» QUÉ DEBES HACER:
¿Cuáles de las líneas de abajo contienen la palabra "dinghies"? Recopílalas todas y cópialas, distinguiendo entre mayúsculas y minúsculas.

== == ==

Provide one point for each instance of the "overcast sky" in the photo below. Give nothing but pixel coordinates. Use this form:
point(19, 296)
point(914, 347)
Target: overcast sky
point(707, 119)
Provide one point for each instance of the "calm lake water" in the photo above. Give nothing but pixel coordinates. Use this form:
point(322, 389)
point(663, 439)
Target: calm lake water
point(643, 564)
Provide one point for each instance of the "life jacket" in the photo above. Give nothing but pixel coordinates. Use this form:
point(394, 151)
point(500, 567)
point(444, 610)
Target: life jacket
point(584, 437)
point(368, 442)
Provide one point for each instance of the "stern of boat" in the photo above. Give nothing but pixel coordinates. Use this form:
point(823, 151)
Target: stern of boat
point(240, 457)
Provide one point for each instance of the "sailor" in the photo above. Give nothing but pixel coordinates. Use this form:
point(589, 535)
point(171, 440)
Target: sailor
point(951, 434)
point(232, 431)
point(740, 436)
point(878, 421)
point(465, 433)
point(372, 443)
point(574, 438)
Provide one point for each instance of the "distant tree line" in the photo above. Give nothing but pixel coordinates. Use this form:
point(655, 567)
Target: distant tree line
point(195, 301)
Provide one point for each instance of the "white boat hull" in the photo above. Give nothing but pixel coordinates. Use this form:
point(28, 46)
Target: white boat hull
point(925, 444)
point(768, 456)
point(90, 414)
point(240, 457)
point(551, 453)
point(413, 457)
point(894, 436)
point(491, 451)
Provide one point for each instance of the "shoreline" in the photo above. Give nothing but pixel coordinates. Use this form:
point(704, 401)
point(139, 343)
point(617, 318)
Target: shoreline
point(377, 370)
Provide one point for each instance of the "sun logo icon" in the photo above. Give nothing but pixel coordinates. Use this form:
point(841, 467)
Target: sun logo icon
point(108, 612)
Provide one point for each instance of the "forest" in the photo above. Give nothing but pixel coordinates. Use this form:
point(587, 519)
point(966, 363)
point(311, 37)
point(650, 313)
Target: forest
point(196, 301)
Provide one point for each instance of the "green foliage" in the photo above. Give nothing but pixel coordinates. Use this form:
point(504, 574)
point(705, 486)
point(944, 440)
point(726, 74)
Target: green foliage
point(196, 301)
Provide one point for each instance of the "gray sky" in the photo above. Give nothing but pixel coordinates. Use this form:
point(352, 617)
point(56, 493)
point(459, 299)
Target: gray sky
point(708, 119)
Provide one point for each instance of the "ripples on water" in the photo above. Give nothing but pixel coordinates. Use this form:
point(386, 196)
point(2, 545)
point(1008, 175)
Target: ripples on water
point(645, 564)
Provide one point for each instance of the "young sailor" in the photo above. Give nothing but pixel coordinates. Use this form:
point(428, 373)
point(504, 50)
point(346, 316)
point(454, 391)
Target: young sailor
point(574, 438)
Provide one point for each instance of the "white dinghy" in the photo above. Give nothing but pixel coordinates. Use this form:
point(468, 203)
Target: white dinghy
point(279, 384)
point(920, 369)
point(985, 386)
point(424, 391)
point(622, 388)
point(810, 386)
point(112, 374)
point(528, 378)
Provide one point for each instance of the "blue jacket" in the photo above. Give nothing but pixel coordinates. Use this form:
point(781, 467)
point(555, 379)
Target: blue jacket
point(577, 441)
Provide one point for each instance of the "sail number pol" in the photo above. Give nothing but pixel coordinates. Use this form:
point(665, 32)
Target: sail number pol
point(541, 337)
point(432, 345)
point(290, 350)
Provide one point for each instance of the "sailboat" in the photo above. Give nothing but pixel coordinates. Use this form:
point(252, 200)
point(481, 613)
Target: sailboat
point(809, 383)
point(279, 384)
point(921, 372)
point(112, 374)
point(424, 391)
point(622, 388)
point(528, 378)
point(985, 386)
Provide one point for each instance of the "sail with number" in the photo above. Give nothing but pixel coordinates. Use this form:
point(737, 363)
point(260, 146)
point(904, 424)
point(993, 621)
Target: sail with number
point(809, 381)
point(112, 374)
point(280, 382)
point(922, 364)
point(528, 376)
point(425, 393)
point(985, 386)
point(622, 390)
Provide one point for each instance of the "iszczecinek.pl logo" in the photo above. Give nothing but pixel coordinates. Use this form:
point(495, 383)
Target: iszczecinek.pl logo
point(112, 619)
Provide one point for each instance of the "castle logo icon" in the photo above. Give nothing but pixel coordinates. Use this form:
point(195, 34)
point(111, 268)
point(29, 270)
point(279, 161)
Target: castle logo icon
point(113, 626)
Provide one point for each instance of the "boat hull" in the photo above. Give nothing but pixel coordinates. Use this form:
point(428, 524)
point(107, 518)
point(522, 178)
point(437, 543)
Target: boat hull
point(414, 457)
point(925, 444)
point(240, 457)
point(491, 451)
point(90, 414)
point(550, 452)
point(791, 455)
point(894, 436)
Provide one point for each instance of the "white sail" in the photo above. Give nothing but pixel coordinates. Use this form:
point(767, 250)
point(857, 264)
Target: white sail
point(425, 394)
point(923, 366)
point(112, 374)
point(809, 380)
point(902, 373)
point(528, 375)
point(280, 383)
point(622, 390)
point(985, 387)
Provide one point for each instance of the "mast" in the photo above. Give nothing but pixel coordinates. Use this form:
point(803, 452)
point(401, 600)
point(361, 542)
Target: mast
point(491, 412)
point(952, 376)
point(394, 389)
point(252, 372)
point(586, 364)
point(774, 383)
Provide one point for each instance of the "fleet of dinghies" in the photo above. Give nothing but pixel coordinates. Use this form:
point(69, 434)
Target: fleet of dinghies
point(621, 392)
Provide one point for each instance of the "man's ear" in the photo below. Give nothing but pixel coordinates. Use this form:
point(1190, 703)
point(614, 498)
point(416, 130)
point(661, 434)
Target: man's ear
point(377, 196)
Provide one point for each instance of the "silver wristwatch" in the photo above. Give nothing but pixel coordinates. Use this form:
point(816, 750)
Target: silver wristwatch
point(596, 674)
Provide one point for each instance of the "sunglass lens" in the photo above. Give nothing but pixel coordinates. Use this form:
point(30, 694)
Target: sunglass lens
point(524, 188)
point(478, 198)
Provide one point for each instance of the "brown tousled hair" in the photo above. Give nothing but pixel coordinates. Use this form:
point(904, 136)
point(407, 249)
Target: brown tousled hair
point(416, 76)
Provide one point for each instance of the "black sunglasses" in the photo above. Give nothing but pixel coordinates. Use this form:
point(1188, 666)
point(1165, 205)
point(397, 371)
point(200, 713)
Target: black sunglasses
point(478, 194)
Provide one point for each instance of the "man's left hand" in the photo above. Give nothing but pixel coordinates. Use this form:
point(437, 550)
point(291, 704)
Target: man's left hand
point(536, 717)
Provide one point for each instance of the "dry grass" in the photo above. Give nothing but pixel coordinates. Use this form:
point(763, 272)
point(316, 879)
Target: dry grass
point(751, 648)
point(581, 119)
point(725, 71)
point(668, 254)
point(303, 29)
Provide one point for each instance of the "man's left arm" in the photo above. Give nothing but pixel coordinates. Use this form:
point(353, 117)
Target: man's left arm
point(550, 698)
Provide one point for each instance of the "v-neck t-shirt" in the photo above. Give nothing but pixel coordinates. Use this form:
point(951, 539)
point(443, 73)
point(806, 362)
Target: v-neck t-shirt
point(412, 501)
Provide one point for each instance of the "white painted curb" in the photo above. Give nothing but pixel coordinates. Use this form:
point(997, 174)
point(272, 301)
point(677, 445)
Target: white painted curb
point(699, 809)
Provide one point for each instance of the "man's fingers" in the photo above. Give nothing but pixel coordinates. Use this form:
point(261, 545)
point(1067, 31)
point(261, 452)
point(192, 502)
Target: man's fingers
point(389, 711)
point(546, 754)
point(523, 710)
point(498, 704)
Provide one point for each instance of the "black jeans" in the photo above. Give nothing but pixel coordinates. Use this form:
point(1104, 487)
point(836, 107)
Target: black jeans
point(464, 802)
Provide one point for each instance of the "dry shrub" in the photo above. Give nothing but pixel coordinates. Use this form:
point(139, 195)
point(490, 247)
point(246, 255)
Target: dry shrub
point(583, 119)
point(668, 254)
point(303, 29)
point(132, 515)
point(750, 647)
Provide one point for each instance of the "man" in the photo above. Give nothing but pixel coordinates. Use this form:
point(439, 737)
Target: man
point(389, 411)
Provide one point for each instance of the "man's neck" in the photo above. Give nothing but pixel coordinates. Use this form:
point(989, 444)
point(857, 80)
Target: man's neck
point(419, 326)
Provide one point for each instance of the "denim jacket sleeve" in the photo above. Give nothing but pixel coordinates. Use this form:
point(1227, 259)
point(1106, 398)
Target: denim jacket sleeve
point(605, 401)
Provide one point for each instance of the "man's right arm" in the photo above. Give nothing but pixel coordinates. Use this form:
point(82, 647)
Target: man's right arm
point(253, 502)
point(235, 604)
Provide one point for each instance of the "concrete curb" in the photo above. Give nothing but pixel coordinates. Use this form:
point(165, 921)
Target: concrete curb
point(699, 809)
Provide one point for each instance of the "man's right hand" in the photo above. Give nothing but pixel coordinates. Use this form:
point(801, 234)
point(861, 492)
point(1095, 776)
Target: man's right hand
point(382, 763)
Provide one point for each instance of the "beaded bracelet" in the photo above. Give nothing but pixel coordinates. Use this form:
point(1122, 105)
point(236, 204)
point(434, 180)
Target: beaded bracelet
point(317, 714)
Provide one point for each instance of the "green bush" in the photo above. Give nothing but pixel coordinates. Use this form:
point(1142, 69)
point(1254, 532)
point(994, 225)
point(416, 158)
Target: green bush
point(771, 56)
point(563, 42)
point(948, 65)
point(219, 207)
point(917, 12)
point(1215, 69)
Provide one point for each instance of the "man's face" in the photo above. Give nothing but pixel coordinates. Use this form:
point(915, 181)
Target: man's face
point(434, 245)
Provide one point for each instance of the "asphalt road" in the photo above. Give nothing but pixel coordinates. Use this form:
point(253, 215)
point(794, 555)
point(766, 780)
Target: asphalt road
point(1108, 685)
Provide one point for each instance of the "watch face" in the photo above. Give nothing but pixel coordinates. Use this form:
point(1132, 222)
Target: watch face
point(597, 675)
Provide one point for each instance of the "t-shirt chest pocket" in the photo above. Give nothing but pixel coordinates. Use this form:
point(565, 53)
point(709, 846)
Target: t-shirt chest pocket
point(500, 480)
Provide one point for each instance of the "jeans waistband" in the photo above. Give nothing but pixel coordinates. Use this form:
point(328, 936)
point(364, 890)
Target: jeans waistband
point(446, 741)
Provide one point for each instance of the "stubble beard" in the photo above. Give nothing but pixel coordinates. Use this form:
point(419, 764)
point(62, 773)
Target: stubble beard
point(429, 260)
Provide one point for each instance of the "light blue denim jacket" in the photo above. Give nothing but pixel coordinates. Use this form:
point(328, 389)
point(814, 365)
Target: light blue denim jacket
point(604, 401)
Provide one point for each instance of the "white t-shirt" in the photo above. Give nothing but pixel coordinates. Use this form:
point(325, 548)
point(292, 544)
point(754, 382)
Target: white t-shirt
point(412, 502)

== == ==

» SOLUCIÓN DEL EJERCICIO:
Provide one point for each instance of the "fleet of dinghies" in the photo above. Give nothing but pixel coordinates. Use this form:
Target: fleet of dinghies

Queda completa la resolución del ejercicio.